* _Text block_
(Washington Post staff illustration, iStock)

Opinion A monumentally modest change to D.C.’s height limit could reinvigorate downtown

5 min

Andrew Trueblood, a former director of the D.C. Office of Planning, is the principal of Trueblood.city, a housing, economic development and land-use policy firm, and a nonresident fellow at the Urban Institute.

D.C.’s low-slung downtown is a distinct feature of our skyline. Local lore is that our skyline is short because no building could be taller than the Capitol or Washington Monument. That’s just a myth. The real reason for the height limit is much more practical. It’s a feature of 19th-century health and safety standards, including how high a fire ladder could reach at that time.

We have learned a lot since the late 1800s, including how to fight fires in buildings taller than 12 stories. And while every other American and global city moved on with time, D.C. has kept its height limit at 130 feet (about 12 stories) in most parts of downtown, though buildings of up to 160 feet are allowed along the north side of Pennsylvania Avenue between the Capitol and White House. The Height of Buildings Act became law when the city was under congressional authority, and it was protected under federal law after the District gained home rule.

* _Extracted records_

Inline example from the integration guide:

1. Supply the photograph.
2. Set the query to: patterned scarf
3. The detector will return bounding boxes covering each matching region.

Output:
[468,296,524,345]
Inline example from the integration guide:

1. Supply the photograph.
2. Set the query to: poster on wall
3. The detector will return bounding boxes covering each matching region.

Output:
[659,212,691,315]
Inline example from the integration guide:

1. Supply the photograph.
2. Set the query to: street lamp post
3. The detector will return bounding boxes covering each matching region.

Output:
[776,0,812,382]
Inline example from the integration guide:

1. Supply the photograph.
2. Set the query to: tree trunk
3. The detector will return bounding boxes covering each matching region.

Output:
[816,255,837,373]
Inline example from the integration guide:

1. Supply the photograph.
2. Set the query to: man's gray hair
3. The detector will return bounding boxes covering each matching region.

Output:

* _Tasks to carry out_
A - Retype the passage of the opinion piece on D.C.'s height limit from "Opinion A monumentally" up to and including "at that time.".
B - Continue the opinion piece on D.C.'s height limit from the point where it stops.

* _Responses to the tasks_
A -
Opinion A monumentally modest change to D.C.’s height limit could reinvigorate downtown

5 min

Andrew Trueblood, a former director of the D.C. Office of Planning, is the principal of Trueblood.city, a housing, economic development and land-use policy firm, and a nonresident fellow at the Urban Institute.

D.C.’s low-slung downtown is a distinct feature of our skyline. Local lore is that our skyline is short because no building could be taller than the Capitol or Washington Monument. That’s just a myth. The real reason for the height limit is much more practical. It’s a feature of 19th-century health and safety standards, including how high a fire ladder could reach at that time.

B -
Over this time, a downtown that had three- to eight-story buildings (some of which you can still see on the 900 block of F Street NW) became an expansive area of massive low-slung office buildings built to the federal limit. This single-use commercial core has provided significant property and sales taxes, buttressing D.C.’s fiscal stability and its ability to fund numerous social programs over the past few decades. Yet, given the realities of today’s remote workplaces, it has quickly become a fiscal liability for the District and an even more desolate place.

The Post's View: D.C.’s downtown is comatose. Here’s how to revive it.

In her third inaugural address, D.C. Mayor Muriel E. Bowser (D) made downtown revitalization, including the addition of 15,000 residents, a critical goal. She followed up with details in D.C.’s Comeback Plan, which includes proposals aimed at helping address the future of a central business district that suffered significantly in the coronavirus pandemic and had been struggling with vacancy for years.

More housing downtown would help improve the vibrancy and economy of the area, address the ailing office market and provide much-needed housing for the District and the surrounding region. It would help meet the mayor’s broader housing goals and regional housing goals. And because D.C. is the center of the region and rich in transit options, it is also the greenest way to support needed growth given the comparatively lower carbon footprint of dense urban living.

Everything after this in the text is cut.